> **WHAT YOU HAVE TO DO**
Every line of the records below that has the word "indicate" should be copied.

Start of PROVIDED DATA

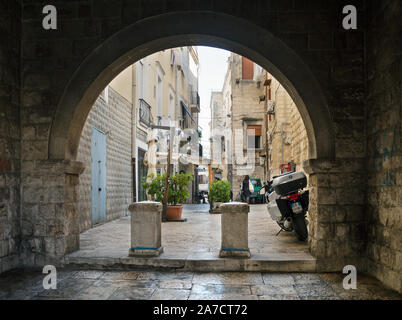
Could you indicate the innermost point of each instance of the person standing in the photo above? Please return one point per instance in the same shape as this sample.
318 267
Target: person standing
246 189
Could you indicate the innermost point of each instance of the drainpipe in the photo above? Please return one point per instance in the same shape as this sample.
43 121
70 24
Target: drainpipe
283 141
134 130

End of PROVIDED DATA

> **RESULT**
Could you indicate the innermost point of each instance of the person standing in the photo above? Please return one point per instance in the same shape as this sample.
Could you indicate the innermost point of each instance of the drainpipe in the photo above? Please return one point per instance in the same shape as this sample.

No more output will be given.